Problem to work on => Rewrite the stretch of the records below from the line containing "Mark the innermost point of each instance of the twig" through the end, requests included, shifting every coordinate in the answers by adding 118 to each number. Leave the pictures out.

=== Data excerpts ===

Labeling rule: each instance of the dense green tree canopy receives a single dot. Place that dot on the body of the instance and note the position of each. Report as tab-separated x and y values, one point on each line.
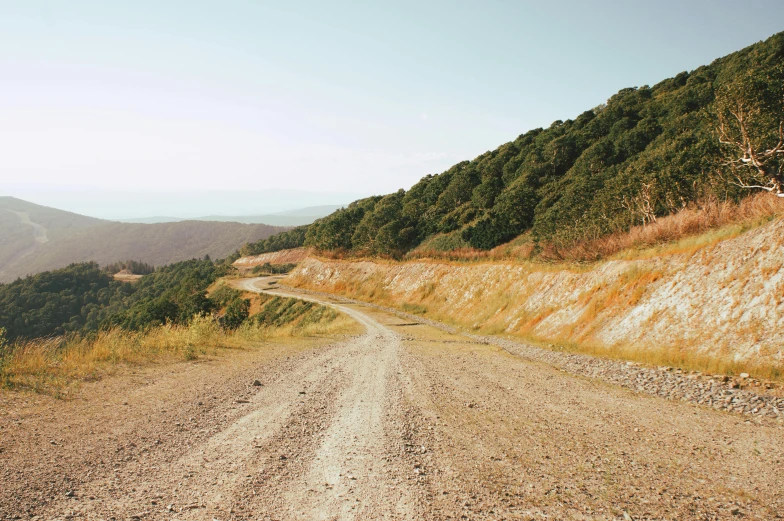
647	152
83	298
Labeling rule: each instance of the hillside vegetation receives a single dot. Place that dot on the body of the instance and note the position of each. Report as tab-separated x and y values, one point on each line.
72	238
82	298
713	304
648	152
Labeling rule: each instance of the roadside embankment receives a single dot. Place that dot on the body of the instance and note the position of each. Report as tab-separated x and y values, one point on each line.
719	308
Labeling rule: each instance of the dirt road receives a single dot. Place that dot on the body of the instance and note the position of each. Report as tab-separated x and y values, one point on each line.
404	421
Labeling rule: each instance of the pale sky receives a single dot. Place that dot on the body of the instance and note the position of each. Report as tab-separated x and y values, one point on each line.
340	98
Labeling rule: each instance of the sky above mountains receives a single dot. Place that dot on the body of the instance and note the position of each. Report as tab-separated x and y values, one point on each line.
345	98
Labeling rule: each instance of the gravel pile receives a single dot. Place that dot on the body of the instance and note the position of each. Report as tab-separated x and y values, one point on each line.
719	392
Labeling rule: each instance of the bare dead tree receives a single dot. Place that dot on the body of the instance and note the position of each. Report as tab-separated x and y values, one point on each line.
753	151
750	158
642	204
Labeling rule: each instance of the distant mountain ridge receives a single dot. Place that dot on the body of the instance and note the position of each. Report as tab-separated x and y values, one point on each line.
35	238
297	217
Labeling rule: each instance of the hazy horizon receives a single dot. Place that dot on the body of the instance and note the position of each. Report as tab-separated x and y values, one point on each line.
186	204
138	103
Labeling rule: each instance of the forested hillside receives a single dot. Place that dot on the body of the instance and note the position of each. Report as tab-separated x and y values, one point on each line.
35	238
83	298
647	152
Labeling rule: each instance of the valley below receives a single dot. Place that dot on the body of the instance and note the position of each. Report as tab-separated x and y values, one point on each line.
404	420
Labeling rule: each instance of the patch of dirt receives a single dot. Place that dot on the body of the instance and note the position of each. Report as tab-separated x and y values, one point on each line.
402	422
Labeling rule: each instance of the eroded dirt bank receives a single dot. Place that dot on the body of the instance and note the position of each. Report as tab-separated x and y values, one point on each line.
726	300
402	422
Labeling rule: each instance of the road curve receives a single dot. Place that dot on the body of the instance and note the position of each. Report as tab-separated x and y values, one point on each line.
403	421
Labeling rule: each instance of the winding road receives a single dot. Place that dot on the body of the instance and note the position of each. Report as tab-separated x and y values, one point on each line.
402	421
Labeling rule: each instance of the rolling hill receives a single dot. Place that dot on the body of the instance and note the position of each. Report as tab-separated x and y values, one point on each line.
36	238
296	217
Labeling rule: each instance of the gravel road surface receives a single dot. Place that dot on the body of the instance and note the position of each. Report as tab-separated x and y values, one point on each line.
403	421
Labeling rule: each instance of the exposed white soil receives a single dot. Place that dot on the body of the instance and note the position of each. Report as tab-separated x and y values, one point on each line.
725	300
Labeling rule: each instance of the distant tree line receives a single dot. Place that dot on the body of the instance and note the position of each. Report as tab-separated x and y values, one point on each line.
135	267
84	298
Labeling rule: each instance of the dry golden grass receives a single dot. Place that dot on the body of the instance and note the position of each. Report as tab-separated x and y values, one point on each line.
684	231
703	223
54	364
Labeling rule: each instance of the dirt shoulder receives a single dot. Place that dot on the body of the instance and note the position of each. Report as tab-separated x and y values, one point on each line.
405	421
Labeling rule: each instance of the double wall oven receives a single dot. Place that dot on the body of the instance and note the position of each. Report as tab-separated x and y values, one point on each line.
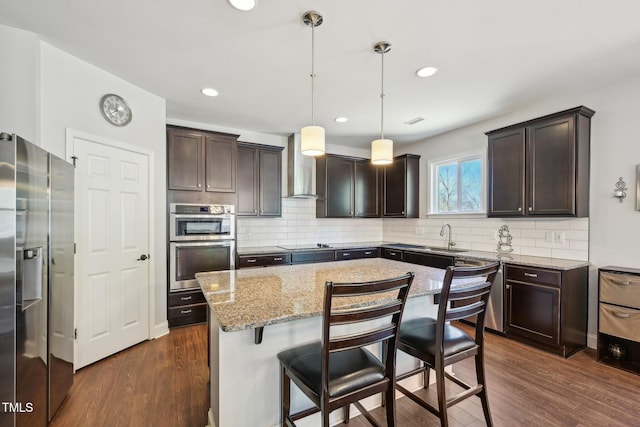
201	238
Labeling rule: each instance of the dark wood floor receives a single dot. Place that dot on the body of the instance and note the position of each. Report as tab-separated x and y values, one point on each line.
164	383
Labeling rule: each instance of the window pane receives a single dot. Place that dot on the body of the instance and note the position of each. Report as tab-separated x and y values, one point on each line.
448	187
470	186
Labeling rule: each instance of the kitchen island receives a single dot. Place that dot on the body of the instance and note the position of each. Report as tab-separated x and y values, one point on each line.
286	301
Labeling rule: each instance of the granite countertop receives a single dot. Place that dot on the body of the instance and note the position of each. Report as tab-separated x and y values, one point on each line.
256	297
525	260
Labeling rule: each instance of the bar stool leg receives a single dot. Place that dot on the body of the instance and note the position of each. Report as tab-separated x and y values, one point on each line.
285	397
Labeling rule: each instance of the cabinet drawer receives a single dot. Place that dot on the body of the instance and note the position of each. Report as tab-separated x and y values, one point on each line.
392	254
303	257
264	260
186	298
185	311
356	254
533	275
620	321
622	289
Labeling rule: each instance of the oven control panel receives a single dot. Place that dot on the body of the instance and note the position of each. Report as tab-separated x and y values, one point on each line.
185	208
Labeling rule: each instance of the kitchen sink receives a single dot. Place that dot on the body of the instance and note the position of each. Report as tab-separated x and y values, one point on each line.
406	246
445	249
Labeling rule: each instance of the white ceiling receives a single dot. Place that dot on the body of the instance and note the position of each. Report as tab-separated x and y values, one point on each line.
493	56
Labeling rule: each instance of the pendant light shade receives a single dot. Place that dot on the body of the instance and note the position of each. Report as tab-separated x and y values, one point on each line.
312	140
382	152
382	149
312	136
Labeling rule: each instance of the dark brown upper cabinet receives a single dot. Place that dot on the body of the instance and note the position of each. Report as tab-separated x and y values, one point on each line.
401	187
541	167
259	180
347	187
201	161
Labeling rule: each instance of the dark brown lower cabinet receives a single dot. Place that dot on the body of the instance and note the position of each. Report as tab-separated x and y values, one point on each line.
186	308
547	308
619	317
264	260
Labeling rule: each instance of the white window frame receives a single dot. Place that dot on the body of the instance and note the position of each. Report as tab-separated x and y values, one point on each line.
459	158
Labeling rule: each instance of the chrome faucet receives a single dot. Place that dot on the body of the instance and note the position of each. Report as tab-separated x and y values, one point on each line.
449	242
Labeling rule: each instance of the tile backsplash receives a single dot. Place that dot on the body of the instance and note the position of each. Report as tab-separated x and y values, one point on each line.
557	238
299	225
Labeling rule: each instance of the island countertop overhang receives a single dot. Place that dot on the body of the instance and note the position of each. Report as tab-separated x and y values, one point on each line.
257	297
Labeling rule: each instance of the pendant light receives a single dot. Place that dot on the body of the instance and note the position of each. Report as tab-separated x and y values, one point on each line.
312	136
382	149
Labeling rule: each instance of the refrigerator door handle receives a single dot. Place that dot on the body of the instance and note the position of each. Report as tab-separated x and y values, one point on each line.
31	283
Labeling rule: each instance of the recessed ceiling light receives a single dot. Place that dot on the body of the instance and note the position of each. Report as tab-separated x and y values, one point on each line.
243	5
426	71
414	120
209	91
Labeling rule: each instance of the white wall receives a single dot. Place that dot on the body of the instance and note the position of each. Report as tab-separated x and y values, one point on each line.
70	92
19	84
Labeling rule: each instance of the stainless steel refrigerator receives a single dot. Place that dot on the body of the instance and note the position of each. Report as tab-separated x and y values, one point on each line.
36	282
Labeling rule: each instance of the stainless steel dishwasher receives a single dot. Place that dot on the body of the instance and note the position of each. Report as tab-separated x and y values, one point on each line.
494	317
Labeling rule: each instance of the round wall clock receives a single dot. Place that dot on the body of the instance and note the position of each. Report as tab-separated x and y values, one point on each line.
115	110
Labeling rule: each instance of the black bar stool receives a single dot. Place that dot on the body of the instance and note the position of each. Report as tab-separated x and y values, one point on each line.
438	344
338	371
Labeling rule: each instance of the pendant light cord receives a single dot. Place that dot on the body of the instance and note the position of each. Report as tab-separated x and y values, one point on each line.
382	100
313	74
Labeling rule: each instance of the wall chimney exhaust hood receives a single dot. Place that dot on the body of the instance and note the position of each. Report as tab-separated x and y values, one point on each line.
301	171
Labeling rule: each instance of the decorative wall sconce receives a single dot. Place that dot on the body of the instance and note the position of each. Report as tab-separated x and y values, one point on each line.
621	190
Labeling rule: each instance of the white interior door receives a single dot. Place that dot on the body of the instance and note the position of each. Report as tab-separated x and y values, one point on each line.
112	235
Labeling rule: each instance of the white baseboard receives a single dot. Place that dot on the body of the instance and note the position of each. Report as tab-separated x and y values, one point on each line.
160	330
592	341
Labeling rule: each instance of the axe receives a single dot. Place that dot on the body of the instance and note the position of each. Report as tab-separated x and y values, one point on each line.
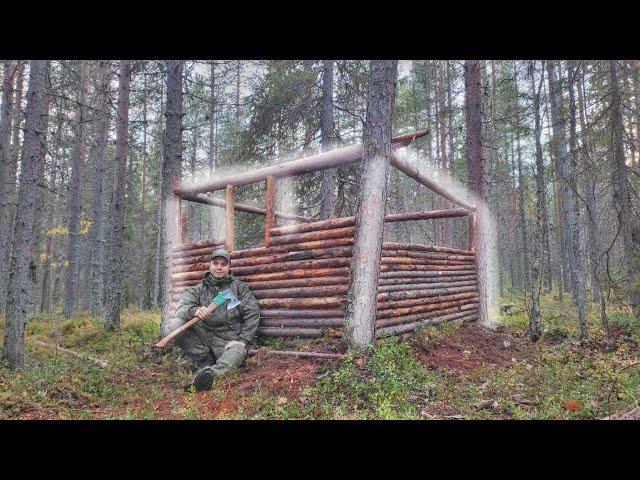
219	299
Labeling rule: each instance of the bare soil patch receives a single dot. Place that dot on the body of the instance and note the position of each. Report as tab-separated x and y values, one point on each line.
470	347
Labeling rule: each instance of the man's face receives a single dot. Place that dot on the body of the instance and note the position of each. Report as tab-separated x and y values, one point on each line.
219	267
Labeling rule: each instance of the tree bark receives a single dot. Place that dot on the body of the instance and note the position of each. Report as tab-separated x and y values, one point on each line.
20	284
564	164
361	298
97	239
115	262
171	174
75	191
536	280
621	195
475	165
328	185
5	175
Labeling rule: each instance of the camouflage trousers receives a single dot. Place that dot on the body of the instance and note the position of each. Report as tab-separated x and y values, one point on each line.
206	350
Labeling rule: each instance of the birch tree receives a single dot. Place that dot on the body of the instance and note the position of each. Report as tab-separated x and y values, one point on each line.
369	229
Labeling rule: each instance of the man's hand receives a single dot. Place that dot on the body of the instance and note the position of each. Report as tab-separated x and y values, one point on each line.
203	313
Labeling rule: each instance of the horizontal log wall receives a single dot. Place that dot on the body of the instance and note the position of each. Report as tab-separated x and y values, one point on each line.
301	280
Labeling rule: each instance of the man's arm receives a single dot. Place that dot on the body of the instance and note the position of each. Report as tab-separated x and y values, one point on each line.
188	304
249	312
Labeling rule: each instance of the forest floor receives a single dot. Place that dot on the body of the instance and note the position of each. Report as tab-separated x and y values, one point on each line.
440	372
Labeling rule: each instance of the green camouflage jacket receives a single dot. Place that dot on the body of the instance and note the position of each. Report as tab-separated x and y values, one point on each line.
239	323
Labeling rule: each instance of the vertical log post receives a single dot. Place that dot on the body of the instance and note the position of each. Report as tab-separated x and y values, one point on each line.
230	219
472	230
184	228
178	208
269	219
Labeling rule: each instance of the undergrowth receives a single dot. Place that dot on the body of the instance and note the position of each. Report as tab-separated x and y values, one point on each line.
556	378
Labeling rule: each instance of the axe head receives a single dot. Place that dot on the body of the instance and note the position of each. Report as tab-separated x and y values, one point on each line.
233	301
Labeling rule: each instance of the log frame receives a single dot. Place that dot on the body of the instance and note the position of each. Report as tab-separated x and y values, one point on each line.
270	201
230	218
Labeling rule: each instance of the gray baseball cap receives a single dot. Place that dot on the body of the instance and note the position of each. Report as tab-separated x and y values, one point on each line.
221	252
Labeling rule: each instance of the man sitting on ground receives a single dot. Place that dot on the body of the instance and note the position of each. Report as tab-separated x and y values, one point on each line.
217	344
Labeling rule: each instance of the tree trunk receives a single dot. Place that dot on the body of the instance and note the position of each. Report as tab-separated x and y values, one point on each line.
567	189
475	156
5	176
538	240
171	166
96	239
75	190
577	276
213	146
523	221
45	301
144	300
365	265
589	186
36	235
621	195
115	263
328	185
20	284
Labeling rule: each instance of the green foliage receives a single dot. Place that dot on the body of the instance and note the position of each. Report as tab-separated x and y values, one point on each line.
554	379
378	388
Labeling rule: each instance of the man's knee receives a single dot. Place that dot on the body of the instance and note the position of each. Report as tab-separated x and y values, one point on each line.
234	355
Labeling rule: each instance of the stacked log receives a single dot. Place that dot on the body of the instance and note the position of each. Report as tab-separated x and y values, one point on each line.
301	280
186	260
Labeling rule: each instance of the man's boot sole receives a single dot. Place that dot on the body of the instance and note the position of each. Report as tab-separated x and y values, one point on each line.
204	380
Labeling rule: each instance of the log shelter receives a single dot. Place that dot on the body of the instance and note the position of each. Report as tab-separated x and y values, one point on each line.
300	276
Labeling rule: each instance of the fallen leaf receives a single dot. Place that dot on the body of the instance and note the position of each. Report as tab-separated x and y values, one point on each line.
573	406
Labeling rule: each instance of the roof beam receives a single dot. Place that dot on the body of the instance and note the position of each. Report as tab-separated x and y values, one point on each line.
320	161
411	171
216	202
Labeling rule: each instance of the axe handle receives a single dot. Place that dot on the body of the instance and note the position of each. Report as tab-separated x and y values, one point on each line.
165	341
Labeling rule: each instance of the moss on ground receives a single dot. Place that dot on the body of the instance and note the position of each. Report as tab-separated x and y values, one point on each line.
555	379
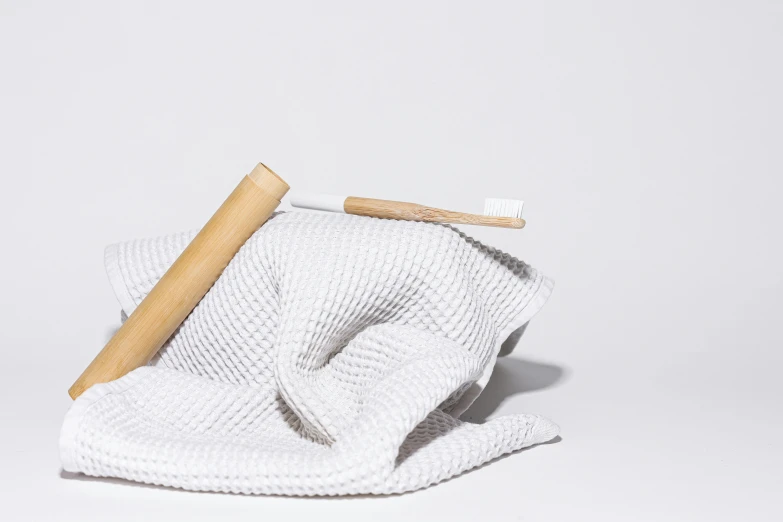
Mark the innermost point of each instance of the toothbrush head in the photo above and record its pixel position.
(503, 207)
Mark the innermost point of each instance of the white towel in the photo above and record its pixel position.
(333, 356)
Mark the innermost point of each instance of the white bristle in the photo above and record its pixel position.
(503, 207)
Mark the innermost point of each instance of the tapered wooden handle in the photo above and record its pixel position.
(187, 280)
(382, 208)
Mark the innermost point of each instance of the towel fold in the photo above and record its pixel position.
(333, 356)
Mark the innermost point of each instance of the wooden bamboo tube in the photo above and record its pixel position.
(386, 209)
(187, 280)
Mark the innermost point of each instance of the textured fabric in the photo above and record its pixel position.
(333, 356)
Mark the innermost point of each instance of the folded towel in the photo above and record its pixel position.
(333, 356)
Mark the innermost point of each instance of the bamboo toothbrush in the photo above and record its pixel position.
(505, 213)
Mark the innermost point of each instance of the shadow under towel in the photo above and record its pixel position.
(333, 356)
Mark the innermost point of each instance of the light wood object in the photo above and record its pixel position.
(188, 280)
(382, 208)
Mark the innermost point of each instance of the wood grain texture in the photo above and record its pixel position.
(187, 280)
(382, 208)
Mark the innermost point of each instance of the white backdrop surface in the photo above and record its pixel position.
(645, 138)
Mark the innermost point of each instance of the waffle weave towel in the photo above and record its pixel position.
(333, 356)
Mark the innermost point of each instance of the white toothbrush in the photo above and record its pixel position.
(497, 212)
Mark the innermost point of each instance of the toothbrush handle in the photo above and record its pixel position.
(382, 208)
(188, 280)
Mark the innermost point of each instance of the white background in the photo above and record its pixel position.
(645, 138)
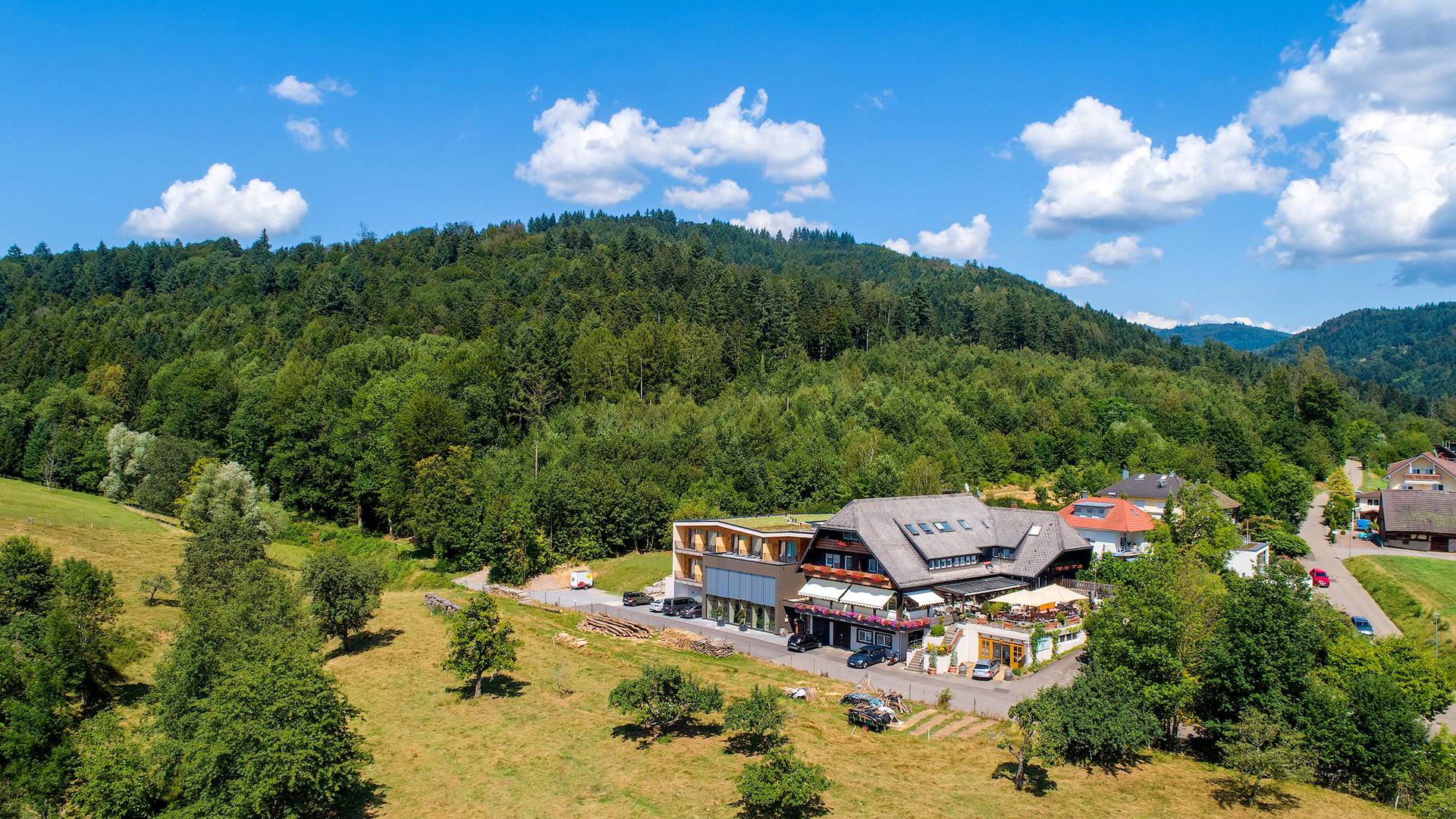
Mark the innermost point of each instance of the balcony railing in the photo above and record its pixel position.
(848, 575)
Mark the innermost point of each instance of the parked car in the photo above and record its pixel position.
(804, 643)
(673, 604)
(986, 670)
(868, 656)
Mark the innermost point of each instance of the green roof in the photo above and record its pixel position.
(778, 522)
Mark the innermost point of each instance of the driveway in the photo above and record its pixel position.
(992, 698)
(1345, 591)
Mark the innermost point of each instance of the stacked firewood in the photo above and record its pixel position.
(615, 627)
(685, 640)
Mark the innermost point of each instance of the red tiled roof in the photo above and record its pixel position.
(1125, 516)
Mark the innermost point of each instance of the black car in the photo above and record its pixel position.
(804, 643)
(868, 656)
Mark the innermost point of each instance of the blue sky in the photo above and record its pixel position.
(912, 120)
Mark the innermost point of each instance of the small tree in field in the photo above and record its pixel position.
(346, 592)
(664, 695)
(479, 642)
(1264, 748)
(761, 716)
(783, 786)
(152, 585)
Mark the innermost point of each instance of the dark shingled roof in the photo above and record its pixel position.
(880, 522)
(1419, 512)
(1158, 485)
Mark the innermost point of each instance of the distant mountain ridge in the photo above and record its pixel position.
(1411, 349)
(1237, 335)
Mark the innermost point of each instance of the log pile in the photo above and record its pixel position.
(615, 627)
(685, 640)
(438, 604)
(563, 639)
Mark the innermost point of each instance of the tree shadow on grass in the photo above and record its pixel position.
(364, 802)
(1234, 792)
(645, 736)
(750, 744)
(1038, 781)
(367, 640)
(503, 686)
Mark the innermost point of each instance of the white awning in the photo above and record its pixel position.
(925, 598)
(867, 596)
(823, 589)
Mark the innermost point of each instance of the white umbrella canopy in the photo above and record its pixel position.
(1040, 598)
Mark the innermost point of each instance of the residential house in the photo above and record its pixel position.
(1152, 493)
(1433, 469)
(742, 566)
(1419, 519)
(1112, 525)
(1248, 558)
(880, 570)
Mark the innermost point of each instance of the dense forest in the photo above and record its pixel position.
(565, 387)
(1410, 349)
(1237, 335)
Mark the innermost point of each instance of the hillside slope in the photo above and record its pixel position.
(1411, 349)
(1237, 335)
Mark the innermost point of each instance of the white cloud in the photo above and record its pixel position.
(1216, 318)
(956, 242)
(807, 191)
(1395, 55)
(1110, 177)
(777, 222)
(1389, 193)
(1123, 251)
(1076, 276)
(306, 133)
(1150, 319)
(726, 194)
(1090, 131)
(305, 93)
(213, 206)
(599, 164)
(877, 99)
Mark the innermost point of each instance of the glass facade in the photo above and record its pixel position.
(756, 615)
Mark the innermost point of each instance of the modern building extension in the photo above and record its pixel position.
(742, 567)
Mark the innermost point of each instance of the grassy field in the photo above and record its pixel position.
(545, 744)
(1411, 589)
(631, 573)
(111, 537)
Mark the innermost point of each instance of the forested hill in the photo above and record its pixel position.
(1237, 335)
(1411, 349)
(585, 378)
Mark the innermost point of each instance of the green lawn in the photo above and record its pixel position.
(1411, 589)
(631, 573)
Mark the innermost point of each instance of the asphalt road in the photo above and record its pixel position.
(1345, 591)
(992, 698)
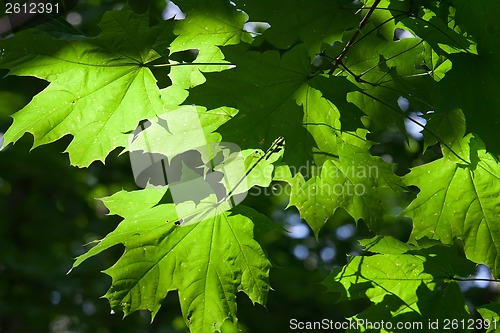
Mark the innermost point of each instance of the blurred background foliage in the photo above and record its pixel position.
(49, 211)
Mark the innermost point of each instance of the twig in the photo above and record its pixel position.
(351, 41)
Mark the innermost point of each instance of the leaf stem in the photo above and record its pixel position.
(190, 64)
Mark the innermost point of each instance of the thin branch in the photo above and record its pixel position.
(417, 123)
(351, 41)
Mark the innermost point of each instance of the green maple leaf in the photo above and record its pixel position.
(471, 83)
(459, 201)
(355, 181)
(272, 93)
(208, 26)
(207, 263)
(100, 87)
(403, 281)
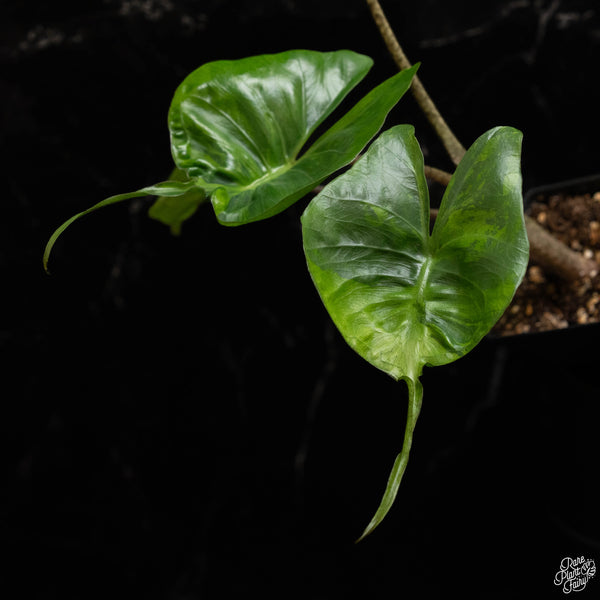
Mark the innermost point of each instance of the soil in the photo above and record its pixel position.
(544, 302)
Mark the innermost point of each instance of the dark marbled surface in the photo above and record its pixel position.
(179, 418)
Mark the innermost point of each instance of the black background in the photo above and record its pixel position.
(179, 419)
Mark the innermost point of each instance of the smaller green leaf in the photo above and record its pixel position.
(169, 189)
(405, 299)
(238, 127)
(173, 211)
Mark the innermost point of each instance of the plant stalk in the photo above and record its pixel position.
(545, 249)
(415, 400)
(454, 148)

===

Solution =>
Mark the innermost point of each instance of the twig in the photo above and record its pixel position.
(469, 159)
Mark the innermost point of each instance of the leaf stem in the photo above and record its pixel position.
(308, 182)
Mark the innermost point of each instance of the thin branch in the photo above and record its pixel position.
(535, 241)
(469, 159)
Mark the innermost point of each instance of the green maple leaf in the photo above and record its pixel position.
(589, 201)
(577, 319)
(473, 299)
(390, 211)
(326, 144)
(325, 381)
(218, 205)
(521, 399)
Mark the innermost point of each instance of the soil in the photo above and record its pixel position.
(662, 420)
Mark the innermost point of each instance of the dark marbled surface in the photo above and record its pixel position.
(297, 536)
Mark the innermost point of each instance of the black background in the photo above and record its pixel position.
(297, 537)
Mark the innermost point of each instance of the smaller green leaf in the photo above and record its pixel position.
(287, 307)
(523, 417)
(356, 245)
(291, 329)
Mark the innermost point of each instance of the plant stalk in the photo above and record its pixel position.
(663, 367)
(533, 518)
(572, 266)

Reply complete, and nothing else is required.